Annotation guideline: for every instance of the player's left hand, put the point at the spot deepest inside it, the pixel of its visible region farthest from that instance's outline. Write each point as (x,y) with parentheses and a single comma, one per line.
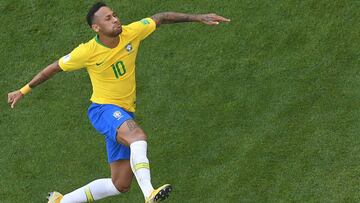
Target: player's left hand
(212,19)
...
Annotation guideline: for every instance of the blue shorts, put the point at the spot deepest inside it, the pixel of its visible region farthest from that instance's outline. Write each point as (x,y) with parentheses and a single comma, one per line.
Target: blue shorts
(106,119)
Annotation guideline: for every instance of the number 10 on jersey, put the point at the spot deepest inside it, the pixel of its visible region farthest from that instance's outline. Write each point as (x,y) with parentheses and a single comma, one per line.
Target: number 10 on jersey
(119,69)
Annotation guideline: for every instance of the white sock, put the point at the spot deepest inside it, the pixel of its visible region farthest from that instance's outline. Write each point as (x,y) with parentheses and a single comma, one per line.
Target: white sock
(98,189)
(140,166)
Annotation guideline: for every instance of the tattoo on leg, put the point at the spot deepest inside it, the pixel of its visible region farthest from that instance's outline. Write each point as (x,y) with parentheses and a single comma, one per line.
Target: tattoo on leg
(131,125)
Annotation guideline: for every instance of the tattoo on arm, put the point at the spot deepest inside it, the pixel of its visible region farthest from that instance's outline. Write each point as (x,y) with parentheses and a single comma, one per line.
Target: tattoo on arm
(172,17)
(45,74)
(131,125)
==
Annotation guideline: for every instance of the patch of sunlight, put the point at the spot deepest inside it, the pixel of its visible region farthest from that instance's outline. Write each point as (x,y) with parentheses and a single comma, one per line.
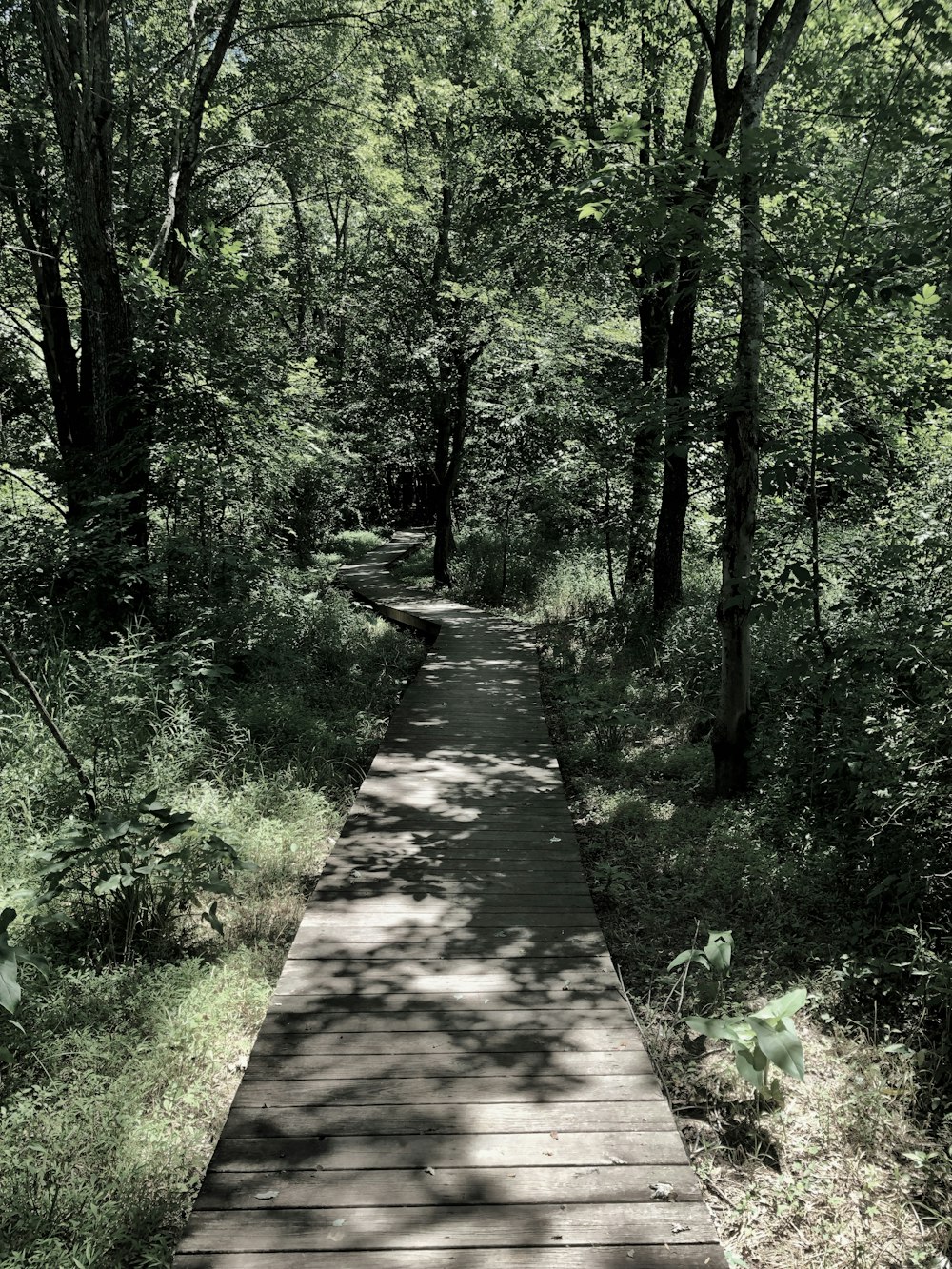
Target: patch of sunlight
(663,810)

▸ **Problem requirements**: Count the lines in the rows above that contain the string 'single', treating uppercase and lowercase as different. Give only the number.

▸ **Answer to the task**: 7